“Uma viagem interior, feita de muitas questões existencialistas, da percepção da natureza e de tudo o que nos rodeia, ao mesmo tempo percebendo como tudo isso é uno com a nossa existência material, física”. A cantora e compositora Val Donato assim define o conceito de seu segundo álbum, Matriz (Cayana/YB Music), lançado nas plataformas de streaming.
Iniciado em 2017, a partir de uma reunião no Litoral Sul da Paraíba entre Val, o guitarrista Rafael Chaves e o produtor musical Giordano Frag, o trabalho propõe, em suas múltiplas camadas sonoras, uma intensa experiência imersiva, rica em camadas, inovações e colaborações especiais. O trio de amigos desenvolveu as composições em um processo criativo que priorizou, inicialmente, a espontaneidade.
“A ideia era deixar a criatividade fluir sem muito pré-julgamento, aceitando e respeitando as ideias que iam surgindo”, relembra Val. As canções foram surgindo naturalmente, dialogando entre si em meio a um contexto de partilha musical. A gravação, realizada no G&A Estúdio, em Campina Grande, demorou cinco anos para ser concluída, sendo impactada pela pandemia do Covid-19.
Som (do) infinito
O álbum propõe uma reflexão sobre a conexão entre todos os elementos do universo. “Eu entendo que tudo é energia vibrando em frequências diferentes, o que faz as coisas se materializarem da forma com que são”, define Val, ressaltando a contemplação da natureza como uma grande fonte de inspiração.
“Falo muito no mar, no céu, nas estrelas, na raíz”, elementos recorrentes nas letras das canções, as quais simbolizam tanto a imensidão do universo quanto as origens humanas. Essa perspectiva está presente desde a faixa de abertura, O infinito, composta em 2017 e lançada como single em 2019.

■ ■ ■ ■ ■

> TAREFAS A REALIZAR
1. Reescreva em forma de lista o parágrafo do texto sobre o álbum Matriz que começa com "Iniciado em 2017", mantendo seus fatos principais.
2. Segundo o texto sobre o álbum Matriz, em que estúdio e em que cidade foi feita a gravação?

> Dados de indicação de regiões
■ ■ ■ ■ ■

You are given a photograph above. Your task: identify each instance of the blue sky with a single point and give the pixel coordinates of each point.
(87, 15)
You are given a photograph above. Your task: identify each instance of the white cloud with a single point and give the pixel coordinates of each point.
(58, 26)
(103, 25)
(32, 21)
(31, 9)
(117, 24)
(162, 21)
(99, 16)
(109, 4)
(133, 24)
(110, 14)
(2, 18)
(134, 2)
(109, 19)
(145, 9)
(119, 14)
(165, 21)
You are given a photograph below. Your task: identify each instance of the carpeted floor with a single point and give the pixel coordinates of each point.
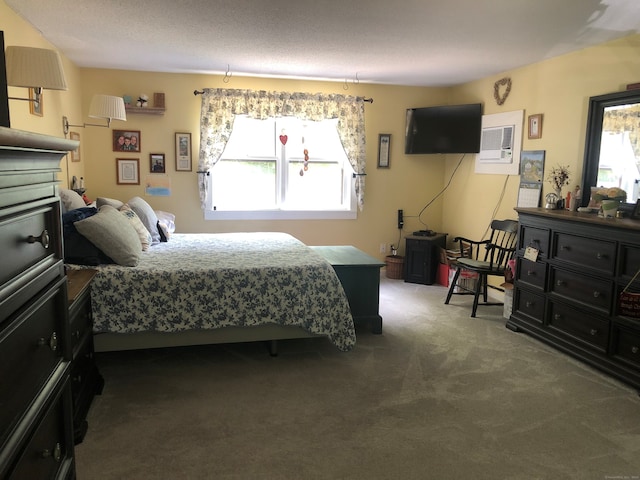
(439, 395)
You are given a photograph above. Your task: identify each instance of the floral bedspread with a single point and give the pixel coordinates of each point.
(208, 281)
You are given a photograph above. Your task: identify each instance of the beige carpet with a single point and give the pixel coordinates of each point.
(439, 395)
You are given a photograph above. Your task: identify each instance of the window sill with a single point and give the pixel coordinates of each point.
(280, 215)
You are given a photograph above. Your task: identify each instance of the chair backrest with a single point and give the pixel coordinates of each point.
(504, 236)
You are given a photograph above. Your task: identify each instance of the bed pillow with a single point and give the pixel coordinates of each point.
(136, 223)
(112, 233)
(117, 204)
(77, 249)
(71, 200)
(147, 216)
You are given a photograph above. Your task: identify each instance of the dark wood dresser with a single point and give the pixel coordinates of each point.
(36, 429)
(567, 287)
(86, 380)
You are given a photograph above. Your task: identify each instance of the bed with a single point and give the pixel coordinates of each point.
(219, 288)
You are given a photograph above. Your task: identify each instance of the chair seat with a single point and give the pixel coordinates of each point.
(479, 265)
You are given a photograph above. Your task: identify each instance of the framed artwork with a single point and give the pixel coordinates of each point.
(384, 142)
(128, 171)
(535, 126)
(126, 140)
(183, 152)
(35, 102)
(156, 163)
(636, 211)
(75, 155)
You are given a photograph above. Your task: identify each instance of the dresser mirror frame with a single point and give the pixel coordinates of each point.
(592, 154)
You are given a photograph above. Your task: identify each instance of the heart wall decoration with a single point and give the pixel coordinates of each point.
(501, 98)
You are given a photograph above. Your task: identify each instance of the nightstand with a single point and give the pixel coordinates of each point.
(86, 381)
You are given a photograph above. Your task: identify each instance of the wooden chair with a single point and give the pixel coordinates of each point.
(484, 258)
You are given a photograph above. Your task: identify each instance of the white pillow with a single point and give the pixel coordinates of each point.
(141, 230)
(147, 216)
(117, 204)
(71, 200)
(112, 233)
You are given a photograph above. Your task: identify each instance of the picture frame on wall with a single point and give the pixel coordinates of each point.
(384, 145)
(183, 152)
(156, 163)
(128, 171)
(126, 140)
(35, 103)
(75, 154)
(535, 126)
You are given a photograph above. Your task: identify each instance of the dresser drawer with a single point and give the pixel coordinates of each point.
(531, 273)
(80, 322)
(593, 292)
(537, 238)
(590, 253)
(48, 453)
(29, 242)
(586, 328)
(626, 345)
(529, 305)
(32, 345)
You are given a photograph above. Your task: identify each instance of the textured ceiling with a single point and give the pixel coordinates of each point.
(406, 42)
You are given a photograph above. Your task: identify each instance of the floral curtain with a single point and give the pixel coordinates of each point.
(220, 106)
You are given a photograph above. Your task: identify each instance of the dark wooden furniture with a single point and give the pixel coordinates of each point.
(36, 429)
(422, 255)
(566, 290)
(359, 275)
(86, 380)
(484, 258)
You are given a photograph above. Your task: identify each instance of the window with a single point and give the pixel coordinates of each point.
(264, 173)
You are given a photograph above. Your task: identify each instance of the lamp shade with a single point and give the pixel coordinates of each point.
(34, 68)
(107, 106)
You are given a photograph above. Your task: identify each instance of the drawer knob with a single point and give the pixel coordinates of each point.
(43, 239)
(52, 342)
(56, 453)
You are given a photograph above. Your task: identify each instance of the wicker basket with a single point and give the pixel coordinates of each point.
(395, 267)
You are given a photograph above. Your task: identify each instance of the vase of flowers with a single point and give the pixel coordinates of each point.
(558, 177)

■ ■ ■ ■ ■

> LISTA DE RESPOSTAS
1.
- Início: 2017, a partir de uma reunião no Litoral Sul da Paraíba.
- Participantes: Val, o guitarrista Rafael Chaves e o produtor musical Giordano Frag.
- Proposta: uma intensa experiência imersiva em múltiplas camadas sonoras, com inovações e colaborações especiais.
- Processo criativo: o trio de amigos compôs as canções priorizando, inicialmente, a espontaneidade.

2. No G&A Estúdio, em Campina Grande.